-- Given records --
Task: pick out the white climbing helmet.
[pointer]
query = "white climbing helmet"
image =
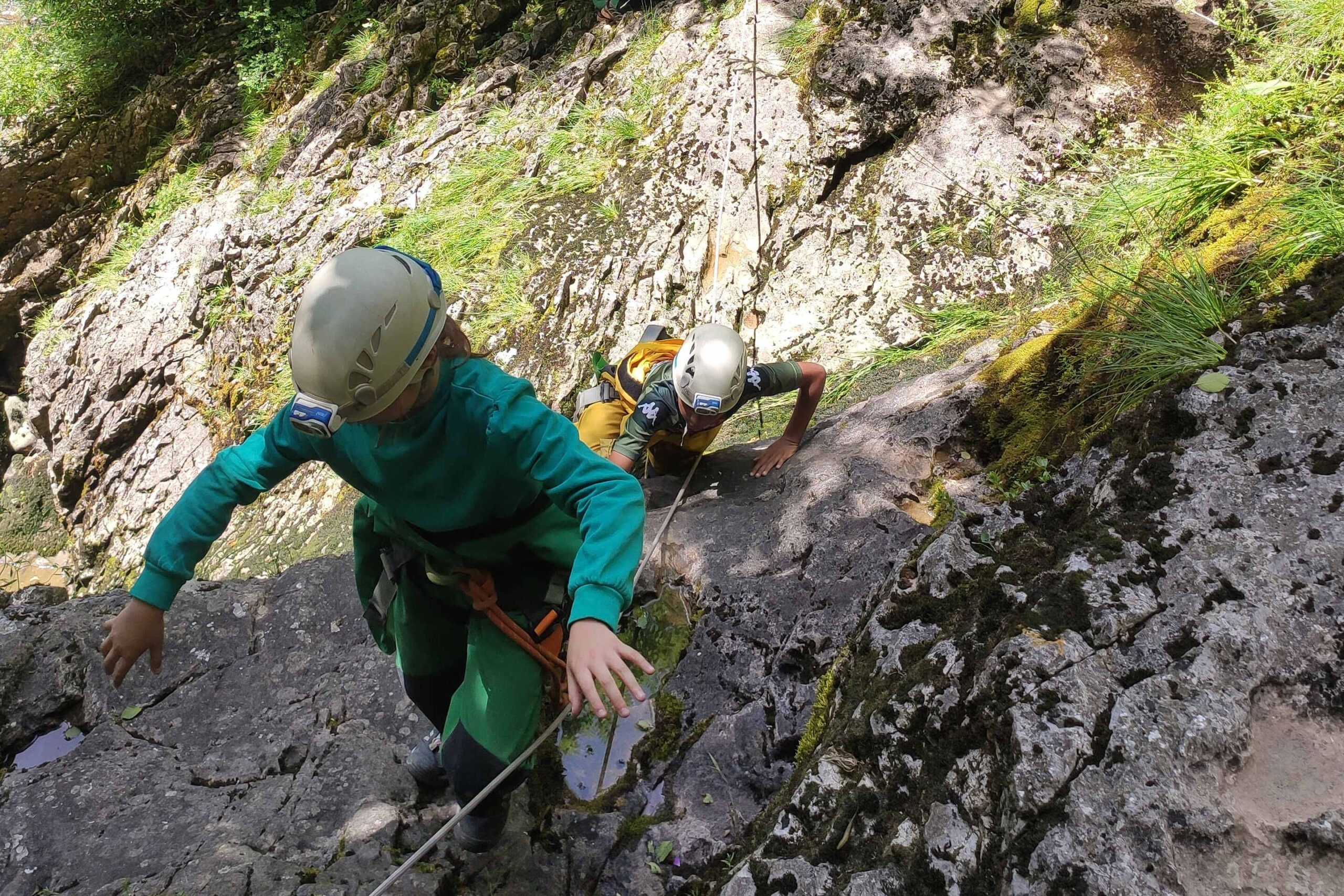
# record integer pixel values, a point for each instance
(710, 368)
(365, 324)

-- Written problem --
Revise the records above so that "white climbing helmet" reads "white safety helmet" everywhere, keeping every other part unchanged. Leave the pictures out of your answer.

-- Result of this exercise --
Task: pick out the white safety helmet.
[pointer]
query = "white safety helmet"
image =
# record integer pixel values, a point for each instance
(710, 368)
(365, 324)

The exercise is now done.